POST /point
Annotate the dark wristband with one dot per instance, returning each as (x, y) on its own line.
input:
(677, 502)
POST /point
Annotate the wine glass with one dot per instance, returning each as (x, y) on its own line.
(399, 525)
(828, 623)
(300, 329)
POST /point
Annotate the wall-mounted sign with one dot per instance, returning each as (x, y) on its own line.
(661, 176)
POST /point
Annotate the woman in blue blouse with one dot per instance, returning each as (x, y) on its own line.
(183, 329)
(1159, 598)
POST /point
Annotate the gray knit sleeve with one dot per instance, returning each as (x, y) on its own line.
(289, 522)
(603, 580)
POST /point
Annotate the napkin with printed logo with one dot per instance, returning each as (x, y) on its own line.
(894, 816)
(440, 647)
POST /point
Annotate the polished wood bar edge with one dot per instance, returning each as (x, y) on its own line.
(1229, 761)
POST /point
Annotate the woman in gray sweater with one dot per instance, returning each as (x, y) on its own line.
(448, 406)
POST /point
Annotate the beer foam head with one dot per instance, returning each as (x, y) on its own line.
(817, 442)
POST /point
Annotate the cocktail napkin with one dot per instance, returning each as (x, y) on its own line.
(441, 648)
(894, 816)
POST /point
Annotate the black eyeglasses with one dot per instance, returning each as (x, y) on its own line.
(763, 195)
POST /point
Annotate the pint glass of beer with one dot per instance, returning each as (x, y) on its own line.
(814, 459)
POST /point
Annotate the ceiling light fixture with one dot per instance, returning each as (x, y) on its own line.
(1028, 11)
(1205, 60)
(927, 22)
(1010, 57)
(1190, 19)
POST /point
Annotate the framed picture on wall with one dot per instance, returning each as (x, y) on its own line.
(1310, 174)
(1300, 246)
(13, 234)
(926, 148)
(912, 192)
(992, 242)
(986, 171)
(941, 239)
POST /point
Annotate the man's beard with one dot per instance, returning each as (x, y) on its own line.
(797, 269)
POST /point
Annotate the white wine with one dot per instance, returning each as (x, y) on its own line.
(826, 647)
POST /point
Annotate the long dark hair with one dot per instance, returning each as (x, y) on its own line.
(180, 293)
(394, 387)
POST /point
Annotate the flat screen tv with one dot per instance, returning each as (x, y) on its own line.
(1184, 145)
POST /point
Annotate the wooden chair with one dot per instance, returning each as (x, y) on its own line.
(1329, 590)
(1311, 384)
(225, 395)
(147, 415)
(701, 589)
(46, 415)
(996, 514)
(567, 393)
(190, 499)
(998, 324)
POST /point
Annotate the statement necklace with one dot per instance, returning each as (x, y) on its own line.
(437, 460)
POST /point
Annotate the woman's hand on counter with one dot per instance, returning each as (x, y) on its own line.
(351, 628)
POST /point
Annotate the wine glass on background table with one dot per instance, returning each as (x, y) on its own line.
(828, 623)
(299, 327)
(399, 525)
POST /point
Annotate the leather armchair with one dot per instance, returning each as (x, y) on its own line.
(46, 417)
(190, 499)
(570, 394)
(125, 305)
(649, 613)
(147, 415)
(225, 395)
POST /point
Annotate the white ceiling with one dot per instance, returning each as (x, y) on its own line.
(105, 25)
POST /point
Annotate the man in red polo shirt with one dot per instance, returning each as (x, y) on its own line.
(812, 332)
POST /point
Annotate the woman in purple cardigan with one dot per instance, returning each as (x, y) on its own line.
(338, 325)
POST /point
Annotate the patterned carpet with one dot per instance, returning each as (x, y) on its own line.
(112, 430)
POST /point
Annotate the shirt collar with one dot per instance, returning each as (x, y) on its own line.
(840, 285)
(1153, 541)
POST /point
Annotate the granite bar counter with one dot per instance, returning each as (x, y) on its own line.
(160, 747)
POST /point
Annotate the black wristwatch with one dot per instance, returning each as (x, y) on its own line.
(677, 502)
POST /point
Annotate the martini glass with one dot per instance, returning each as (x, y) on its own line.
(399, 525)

Description of the task: Set down every one of the rows above again, word for word, leaving each line unchanged.

The result:
POST /point
Annotate the dark wristband with one dot per instance, returning each as (x, y) on its own line.
input:
(677, 502)
POST /point
Annotate the wine glass with one dot per instance, returning each as (x, y) on its own line.
(399, 525)
(828, 623)
(300, 329)
POST /point
Annotate the wall-mounted sign with one dot per instance, returning each as (x, y) on its own line.
(661, 176)
POST /point
Annotate the woman in blue blouse with one dot per instance, returning each as (x, y) on its own line.
(183, 329)
(1159, 598)
POST /point
Annotate the gray knit sleeve with one dot per instance, returning each as (x, y) on its own line.
(289, 522)
(603, 580)
POST /point
Annotate the napkin with printed logo with one dot per instance, returning each as (x, y) on its own line.
(894, 816)
(440, 647)
POST /point
Annotate the polished wood bar edge with one dot per instance, returning each as (x, y) on its own line.
(1229, 761)
POST /point
Annotate the woman in gray sweater with one dot per instance, returning each as (x, y) on its own line.
(448, 406)
POST /point
Annotate the beer foam head with one dot per instance, returning each as (x, y) on its own line.
(817, 442)
POST /point
Annotate the cocktail napkin with one dot per instance, returning each as (x, y) on its own line.
(441, 648)
(894, 816)
POST /point
Annotate the black eyeglasses with one dot per instance, returning each as (x, y) on its own line.
(763, 195)
POST /point
Annotate the pint glass of beer with one dot per instance, returning each as (x, y) on its own line.
(814, 459)
POST /point
Annotate the ceiling light fixture with one dot per instance, returning each as (x, y) on its own line.
(1028, 11)
(1205, 60)
(927, 22)
(1010, 57)
(1190, 19)
POST /point
Annotate the framed picture on wall with one dot per instance, returning each as (x, y) on its own line.
(1310, 174)
(1300, 246)
(13, 234)
(926, 148)
(912, 192)
(992, 242)
(986, 171)
(941, 239)
POST /point
Annotate the man's beard with one dot per instance, returning each as (x, y) on its own line.
(797, 269)
POST /point
Annotate the white wine with one dot per instance, returning each as (x, y) on its own line.
(826, 647)
POST /point
Annotate the long dark hair with one dot per instance, returning each as (x, y) on its own line.
(180, 293)
(394, 387)
POST /point
Annotate the flat screen tv with one dot per instance, returning each as (x, y) on its own line.
(1184, 145)
POST /point
Annotate the wooden chair with one dot per instance, returning each as (x, y) on its own line.
(1329, 590)
(1311, 384)
(225, 395)
(147, 415)
(701, 589)
(46, 415)
(996, 514)
(567, 393)
(190, 499)
(998, 324)
POST /point
Annotate the statement necklace with one dot per instance, returning each as (x, y) on its own line.
(437, 460)
POST /point
Annotate the woman's hand on counter with one dot per instance, returning each as (x, y) on its own line.
(351, 628)
POST /point
Annotate the wine glass on background table with one dot per instance, returning each as (x, y) on its own line.
(828, 623)
(299, 327)
(399, 525)
POST /point
Annotate the leather armchair with one dot per instance, returning each as (x, y) on its own line.
(46, 417)
(190, 499)
(570, 394)
(125, 305)
(649, 613)
(147, 415)
(225, 395)
POST /point
Annotate the white ceiling with one dot per instance, returning each as (x, y) on its own line.
(105, 25)
POST /point
Annotate the man in red polo shirt with one dot per instance, returning each as (x, y) on its own line.
(812, 332)
POST /point
Annotate the woman in purple cardigan with one dot per instance, returning each as (x, y) on its own line.
(338, 325)
POST /point
Annotate the patterned carpet with one dot per instance, returning each as (x, y) on its own line.
(112, 430)
POST /point
Annotate the shirt collar with one dot per instance, returning each as (x, y) on its own line.
(840, 285)
(1153, 541)
POST /point
Annotate the granite bar counter with one dot per instance, returning each as (x, y) on its own line.
(160, 747)
POST /point
Annotate the black wristwatch with one dot per instance, returning each as (x, y) on its own line.
(677, 502)
POST /point
Annotate the martini glass with one dot per instance, returning each as (x, y) on its own line.
(399, 525)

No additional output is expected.